Stored data
Segment Open
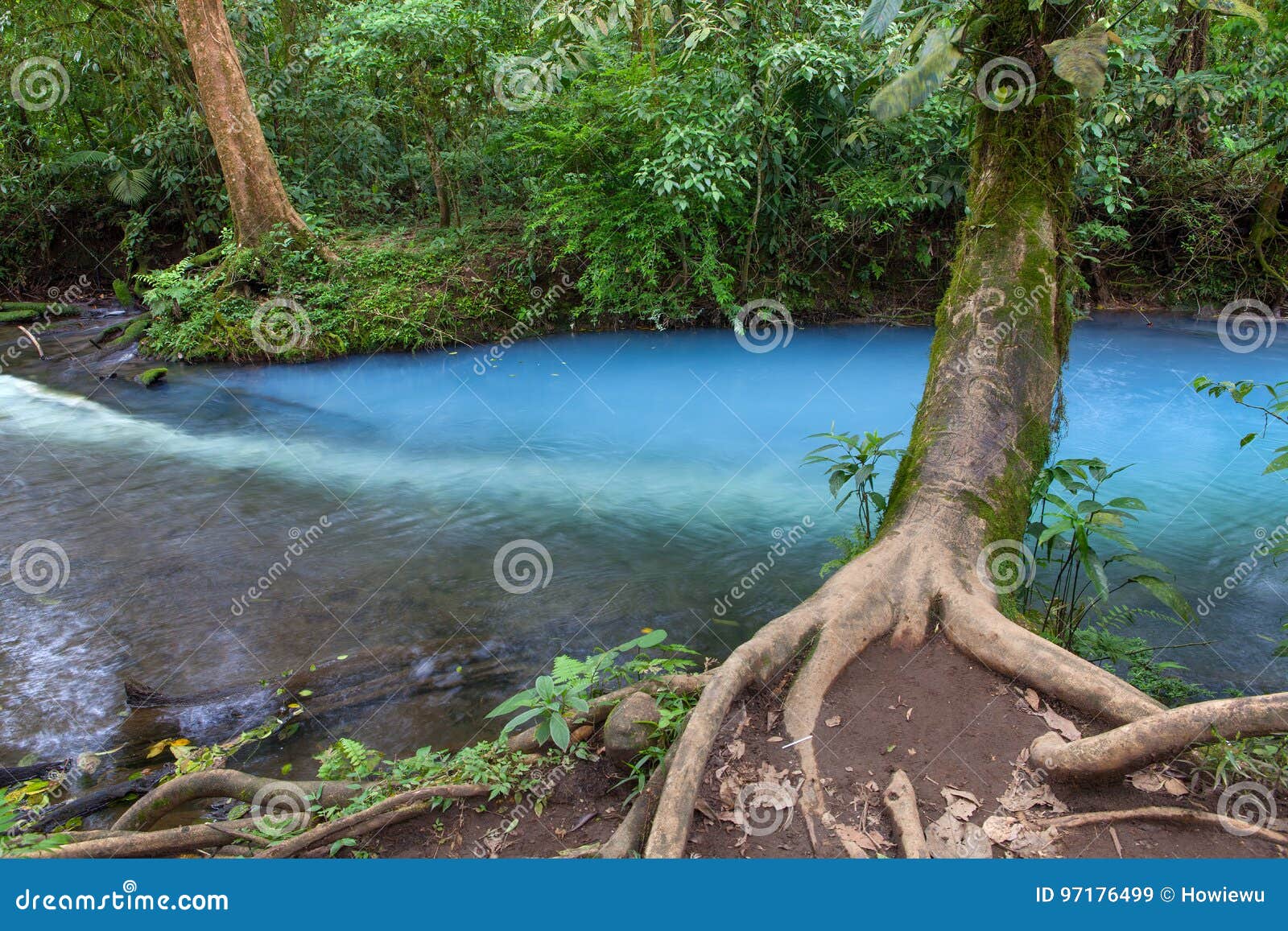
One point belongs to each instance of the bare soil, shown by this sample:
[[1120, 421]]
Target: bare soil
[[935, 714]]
Segment Closed
Segment Open
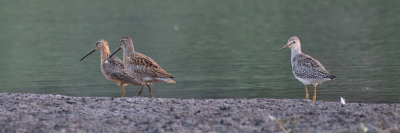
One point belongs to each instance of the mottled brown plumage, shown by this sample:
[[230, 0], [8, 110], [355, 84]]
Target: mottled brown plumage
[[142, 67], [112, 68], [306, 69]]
Segment Closed
Your objective
Check each line above for the word "belongs" and say how many have it, with nothing else.

The answer
2